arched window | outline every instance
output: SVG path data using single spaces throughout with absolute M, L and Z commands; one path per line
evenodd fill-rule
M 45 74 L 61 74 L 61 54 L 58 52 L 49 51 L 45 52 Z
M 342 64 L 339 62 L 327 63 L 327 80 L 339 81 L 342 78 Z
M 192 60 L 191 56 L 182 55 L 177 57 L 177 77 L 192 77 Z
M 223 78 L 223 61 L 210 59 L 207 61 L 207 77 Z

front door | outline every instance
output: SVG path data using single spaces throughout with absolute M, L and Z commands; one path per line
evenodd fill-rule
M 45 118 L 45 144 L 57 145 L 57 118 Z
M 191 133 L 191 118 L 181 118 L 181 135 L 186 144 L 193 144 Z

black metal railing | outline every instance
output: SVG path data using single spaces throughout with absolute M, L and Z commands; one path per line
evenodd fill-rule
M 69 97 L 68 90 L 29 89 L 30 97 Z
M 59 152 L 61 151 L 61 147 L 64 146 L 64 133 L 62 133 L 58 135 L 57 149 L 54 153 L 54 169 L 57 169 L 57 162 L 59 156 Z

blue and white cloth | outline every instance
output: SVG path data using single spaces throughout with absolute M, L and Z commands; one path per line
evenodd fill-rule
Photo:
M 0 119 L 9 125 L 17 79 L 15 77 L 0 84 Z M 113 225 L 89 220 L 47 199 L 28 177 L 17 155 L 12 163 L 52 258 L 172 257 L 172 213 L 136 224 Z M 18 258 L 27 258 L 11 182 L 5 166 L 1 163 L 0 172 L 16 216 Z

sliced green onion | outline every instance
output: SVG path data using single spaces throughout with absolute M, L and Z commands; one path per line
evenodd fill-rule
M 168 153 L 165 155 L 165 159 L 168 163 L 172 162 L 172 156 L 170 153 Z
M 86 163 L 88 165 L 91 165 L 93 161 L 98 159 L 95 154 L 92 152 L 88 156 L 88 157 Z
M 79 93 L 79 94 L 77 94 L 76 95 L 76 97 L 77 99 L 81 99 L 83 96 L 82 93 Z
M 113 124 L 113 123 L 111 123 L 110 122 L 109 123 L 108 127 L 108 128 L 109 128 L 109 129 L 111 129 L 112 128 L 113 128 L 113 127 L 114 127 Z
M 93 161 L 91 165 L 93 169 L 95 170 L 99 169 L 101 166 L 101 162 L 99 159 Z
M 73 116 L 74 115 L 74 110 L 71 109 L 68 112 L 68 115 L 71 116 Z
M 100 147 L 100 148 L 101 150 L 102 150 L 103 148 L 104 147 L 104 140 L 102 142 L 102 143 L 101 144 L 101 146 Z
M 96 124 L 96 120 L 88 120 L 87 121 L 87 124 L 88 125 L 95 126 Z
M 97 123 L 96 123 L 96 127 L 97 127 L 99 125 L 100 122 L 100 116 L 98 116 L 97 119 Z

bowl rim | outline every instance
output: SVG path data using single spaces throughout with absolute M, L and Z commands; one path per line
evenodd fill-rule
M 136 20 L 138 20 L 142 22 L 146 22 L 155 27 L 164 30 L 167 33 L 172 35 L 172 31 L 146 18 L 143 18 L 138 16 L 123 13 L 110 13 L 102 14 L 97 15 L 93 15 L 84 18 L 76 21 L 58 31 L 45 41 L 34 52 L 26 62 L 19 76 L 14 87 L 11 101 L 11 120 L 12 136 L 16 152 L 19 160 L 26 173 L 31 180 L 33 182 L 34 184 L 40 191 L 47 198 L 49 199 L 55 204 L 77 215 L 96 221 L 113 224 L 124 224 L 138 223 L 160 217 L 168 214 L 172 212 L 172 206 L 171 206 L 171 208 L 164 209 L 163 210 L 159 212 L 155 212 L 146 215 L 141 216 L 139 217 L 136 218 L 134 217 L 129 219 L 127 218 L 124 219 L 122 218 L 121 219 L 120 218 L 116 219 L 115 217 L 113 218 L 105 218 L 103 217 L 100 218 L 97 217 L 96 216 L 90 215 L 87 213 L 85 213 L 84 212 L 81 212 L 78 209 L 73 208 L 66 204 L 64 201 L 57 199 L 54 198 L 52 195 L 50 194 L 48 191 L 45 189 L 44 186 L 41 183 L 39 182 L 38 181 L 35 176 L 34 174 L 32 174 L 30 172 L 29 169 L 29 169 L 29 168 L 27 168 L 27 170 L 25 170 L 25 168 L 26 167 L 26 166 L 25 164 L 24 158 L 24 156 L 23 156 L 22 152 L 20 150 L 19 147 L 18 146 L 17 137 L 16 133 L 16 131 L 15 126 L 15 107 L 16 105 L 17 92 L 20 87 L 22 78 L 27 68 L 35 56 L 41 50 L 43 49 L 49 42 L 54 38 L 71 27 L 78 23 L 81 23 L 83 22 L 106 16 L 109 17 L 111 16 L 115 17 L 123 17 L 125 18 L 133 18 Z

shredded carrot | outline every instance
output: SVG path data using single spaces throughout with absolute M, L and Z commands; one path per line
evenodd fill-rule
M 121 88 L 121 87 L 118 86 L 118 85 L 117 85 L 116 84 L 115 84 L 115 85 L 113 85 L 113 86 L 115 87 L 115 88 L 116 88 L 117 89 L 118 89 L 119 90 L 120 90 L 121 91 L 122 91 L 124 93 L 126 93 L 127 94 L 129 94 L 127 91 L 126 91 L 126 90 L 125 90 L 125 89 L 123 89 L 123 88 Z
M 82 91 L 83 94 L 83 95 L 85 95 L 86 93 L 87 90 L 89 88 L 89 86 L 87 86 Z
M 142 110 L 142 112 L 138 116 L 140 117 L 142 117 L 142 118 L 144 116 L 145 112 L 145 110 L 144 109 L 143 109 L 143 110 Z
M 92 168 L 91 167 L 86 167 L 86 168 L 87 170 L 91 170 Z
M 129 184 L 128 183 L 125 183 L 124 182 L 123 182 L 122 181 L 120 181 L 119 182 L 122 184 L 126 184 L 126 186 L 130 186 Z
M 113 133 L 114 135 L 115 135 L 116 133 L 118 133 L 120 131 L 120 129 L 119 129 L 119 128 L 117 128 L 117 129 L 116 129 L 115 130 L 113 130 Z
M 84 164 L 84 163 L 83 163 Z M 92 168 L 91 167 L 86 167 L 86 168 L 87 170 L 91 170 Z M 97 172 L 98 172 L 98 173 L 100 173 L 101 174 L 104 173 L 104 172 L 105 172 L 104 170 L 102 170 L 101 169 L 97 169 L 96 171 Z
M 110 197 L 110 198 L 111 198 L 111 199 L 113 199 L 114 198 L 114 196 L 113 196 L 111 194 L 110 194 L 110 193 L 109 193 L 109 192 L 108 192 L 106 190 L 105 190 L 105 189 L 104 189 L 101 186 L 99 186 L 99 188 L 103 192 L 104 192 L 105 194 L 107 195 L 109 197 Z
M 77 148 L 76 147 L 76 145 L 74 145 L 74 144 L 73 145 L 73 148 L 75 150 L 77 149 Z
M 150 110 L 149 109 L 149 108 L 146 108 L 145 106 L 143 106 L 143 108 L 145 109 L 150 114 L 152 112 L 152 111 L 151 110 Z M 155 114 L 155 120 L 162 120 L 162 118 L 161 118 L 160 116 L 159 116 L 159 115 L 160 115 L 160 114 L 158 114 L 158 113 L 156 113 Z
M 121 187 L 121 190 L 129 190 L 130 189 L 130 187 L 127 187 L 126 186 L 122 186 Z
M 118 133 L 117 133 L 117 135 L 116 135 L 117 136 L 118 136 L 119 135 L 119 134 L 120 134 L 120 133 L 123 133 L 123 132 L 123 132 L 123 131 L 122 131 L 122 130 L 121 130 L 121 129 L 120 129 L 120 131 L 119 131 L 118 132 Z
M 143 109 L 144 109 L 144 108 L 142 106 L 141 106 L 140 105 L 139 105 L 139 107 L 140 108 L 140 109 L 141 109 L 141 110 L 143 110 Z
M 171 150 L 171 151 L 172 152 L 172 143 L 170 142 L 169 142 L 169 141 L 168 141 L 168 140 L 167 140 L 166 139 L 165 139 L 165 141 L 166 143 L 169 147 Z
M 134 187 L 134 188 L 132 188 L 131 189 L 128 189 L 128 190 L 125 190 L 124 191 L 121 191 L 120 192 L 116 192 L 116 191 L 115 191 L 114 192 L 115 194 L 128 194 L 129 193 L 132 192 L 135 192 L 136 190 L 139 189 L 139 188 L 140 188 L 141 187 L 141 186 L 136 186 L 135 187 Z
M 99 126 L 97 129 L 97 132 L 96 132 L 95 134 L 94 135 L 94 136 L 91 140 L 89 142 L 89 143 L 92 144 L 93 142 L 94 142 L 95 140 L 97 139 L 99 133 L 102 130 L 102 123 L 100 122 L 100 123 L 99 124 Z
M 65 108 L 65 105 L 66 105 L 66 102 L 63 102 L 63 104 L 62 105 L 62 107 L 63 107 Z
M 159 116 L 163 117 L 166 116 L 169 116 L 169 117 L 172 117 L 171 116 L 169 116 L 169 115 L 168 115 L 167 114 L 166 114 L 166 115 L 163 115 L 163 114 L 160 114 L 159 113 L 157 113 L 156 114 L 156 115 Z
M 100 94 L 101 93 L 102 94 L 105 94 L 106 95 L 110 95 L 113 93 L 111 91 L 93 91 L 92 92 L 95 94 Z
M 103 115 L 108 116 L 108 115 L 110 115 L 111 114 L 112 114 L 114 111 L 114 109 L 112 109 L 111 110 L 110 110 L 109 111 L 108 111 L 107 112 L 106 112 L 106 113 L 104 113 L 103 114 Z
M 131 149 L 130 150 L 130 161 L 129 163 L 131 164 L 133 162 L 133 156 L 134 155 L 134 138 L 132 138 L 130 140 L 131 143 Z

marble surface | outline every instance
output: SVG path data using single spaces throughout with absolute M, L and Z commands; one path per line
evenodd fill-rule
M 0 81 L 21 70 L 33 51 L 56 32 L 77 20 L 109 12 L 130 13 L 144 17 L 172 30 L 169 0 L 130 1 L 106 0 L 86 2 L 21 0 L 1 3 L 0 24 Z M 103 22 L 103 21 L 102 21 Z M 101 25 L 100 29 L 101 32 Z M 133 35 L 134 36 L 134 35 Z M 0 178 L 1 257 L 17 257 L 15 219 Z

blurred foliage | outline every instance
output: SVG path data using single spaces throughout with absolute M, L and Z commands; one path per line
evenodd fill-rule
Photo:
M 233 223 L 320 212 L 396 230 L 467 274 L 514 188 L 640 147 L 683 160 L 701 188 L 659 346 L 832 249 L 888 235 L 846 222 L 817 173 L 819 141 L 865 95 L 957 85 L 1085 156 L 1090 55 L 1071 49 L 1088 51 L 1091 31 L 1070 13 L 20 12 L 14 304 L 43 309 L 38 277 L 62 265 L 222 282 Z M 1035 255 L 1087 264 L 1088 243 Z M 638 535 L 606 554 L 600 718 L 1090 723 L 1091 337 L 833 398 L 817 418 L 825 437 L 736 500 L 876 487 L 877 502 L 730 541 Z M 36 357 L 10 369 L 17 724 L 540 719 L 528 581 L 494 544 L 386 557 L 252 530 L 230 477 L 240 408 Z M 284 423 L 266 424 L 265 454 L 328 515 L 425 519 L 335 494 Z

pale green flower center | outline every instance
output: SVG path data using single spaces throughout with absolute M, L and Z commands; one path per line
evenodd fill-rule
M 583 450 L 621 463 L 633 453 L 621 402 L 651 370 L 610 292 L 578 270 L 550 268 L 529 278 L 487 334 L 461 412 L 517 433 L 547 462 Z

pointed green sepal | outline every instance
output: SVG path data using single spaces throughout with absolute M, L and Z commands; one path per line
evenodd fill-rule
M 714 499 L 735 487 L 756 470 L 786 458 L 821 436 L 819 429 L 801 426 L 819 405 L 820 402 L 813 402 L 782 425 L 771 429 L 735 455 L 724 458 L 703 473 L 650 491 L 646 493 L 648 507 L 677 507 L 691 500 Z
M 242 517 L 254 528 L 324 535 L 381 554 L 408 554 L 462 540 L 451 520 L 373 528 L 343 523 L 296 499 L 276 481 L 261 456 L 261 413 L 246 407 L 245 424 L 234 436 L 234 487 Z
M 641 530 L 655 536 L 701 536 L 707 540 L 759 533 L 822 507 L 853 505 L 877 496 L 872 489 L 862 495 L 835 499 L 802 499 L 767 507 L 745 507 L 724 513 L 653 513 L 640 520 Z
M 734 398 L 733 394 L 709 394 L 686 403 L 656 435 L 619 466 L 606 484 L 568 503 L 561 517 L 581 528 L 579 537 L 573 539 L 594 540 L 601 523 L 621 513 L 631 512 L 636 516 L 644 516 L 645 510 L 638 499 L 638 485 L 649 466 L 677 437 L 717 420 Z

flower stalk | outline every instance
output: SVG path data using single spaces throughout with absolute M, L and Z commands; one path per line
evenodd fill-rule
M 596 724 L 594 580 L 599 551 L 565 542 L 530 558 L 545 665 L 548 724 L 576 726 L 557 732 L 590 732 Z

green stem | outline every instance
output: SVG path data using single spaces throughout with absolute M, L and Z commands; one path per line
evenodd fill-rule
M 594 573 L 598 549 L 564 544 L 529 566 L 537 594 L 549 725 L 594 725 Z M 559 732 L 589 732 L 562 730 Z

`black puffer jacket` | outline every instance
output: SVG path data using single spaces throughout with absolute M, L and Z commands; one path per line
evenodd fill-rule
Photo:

····················

Copy the records again, starting with the line that contains "shredded carrot | outline every instance" and going on through the line that contains "M 113 133 L", requests included, and raise every coordinate in the outlines by 119.

shredded carrot | outline every instance
output: SVG path data using single spaces throughout with absolute M, L and Z commands; one path per line
evenodd fill-rule
M 240 207 L 240 206 L 237 205 L 237 204 L 236 204 L 235 203 L 234 203 L 234 204 L 232 204 L 232 205 L 234 206 L 234 207 L 235 207 L 236 208 L 237 208 L 238 209 L 239 209 L 240 210 L 241 210 L 243 212 L 245 212 L 246 213 L 248 213 L 246 210 L 245 210 L 245 209 L 244 209 L 244 208 L 242 208 L 242 207 Z
M 201 210 L 202 213 L 202 214 L 204 214 L 205 212 L 206 209 L 208 207 L 208 205 L 206 205 Z
M 261 229 L 261 231 L 257 235 L 259 236 L 261 236 L 261 237 L 263 235 L 264 231 L 264 229 L 263 228 L 262 228 L 262 229 Z
M 211 287 L 210 286 L 205 286 L 205 287 L 206 289 L 210 289 Z
M 248 303 L 247 302 L 244 302 L 243 301 L 242 301 L 241 300 L 239 300 L 238 301 L 241 303 L 245 303 L 245 305 L 249 305 Z
M 232 252 L 233 254 L 234 254 L 235 252 L 237 252 L 239 250 L 239 248 L 238 248 L 238 247 L 236 247 L 236 248 L 235 248 L 234 249 L 232 249 Z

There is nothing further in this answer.